**Work to complete:**
Reproduce all of the records below, swapping every occurrence of "parasol" for "sunshade" and leaving everything else unchanged.

**Raw data:**
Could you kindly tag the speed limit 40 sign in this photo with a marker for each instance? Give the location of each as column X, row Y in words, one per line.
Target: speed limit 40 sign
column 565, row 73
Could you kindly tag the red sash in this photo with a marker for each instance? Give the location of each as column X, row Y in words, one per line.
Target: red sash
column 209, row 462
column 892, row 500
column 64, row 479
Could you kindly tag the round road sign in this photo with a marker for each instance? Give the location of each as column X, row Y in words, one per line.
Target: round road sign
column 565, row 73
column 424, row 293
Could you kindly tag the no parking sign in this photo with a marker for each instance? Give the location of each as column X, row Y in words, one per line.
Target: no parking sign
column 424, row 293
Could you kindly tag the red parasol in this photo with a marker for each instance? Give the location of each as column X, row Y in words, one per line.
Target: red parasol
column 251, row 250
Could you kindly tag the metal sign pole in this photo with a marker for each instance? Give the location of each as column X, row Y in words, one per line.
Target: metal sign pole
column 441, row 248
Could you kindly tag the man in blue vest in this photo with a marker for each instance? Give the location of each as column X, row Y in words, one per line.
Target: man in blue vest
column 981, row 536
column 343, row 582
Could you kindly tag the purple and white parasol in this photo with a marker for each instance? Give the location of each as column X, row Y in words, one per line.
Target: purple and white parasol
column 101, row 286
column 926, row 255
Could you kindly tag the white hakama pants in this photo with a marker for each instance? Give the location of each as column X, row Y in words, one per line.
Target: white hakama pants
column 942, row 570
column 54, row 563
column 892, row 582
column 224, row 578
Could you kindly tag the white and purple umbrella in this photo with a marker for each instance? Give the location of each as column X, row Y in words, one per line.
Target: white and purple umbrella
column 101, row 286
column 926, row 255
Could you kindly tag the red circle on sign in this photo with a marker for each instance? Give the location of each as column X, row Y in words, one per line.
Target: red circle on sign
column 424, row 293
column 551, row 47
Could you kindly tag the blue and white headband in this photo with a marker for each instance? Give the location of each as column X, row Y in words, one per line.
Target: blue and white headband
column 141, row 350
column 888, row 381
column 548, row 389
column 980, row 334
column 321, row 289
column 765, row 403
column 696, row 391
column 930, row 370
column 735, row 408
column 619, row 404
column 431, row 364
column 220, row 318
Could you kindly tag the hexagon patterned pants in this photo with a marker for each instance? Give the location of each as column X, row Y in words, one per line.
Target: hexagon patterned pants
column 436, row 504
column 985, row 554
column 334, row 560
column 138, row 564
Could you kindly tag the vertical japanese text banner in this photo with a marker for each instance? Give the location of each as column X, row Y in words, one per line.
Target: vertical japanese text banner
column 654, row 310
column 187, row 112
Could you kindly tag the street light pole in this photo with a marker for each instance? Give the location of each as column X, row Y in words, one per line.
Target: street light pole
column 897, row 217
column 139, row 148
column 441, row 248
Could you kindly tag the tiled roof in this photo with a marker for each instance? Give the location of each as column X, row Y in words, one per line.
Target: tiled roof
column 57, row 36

**Reply to the task:**
Could you kindly tag the speed limit 40 sign in this photo with a marker for each instance? Give the location of each as column X, row Y in words, one per line.
Target: speed limit 40 sign
column 565, row 73
Could you kindly tag the red sash in this photo with a marker for each instance? Give the location of each as column X, row Y in words, one per line.
Target: red sash
column 209, row 462
column 892, row 500
column 64, row 479
Could you kindly tag the round road sign in this photo with a marker for each instance? Give the location of each as column X, row Y in words, one per line.
Target: round road sign
column 565, row 73
column 424, row 293
Could you kindly tag the no parking sign in this photo with a marker for each instance? Give the location of each as column X, row Y in words, one per line.
Target: no parking sign
column 424, row 293
Could you kindly tag the red sunshade in this photo with a marker for each instance? Give the location of each as column X, row Y in words, one per line.
Target: red sunshade
column 251, row 250
Could you kindly tag the metal sign pole in this photo with a marker for each instance? Give the location of each as column X, row Y in words, one per line.
Target: metal sign pole
column 441, row 248
Could you kindly tag the man in blue vest in this photo with a marker for each instance? Give the location of each as column X, row Y in words, one per line.
Target: man in blue vest
column 981, row 536
column 343, row 582
Could you kindly tag the purple and white sunshade in this photo with a marker for each instance? Give the location of each as column X, row Y in words, one per line.
Target: purple and white sunshade
column 101, row 286
column 926, row 255
Could you kindly tag the white hakama pants in this photo with a marker for each instance? Give the location of each as column X, row Y in words, one per line.
Target: white hakama pants
column 942, row 570
column 54, row 563
column 892, row 582
column 224, row 578
Could you kindly tag the white and purple umbrella in this photo with a marker for each instance? Give the location of each as column X, row Y in words, one per line.
Target: white and purple umbrella
column 101, row 286
column 926, row 255
Could you kindly tag the red circle on sign in this photo with a marker for each instance? Give the location of each as column X, row Y in words, one per line.
Target: red circle on sign
column 424, row 293
column 551, row 47
Could you kindly tag the blue and white headband in this photo with a marker for each instance? Give the location of each as column X, row Y in words, one per line.
Target: blue and white headband
column 141, row 350
column 888, row 381
column 548, row 389
column 980, row 334
column 321, row 289
column 765, row 403
column 696, row 391
column 930, row 370
column 735, row 408
column 619, row 404
column 431, row 364
column 220, row 318
Could you kindly tag the hexagon patterned pants in this photo with a marker for each instance? Give the location of each as column X, row Y in words, one per line.
Target: hexagon patterned pants
column 436, row 504
column 985, row 554
column 334, row 560
column 138, row 564
Could you kindly tag the vertical japanese text banner in this photo with a marker for each instance? Give the location of each as column X, row Y in words, one per line.
Target: vertical japanese text banner
column 654, row 310
column 187, row 112
Could you kindly tag the street light pole in this photo with a marker for each instance? Give the location of each as column X, row Y in words, one per line.
Target: street light pole
column 897, row 217
column 139, row 148
column 441, row 248
Could you kindly tag the tiled roof in this photo with a marker for each instance? Give the location of each as column X, row Y in words, one per line.
Target: tiled roof
column 57, row 36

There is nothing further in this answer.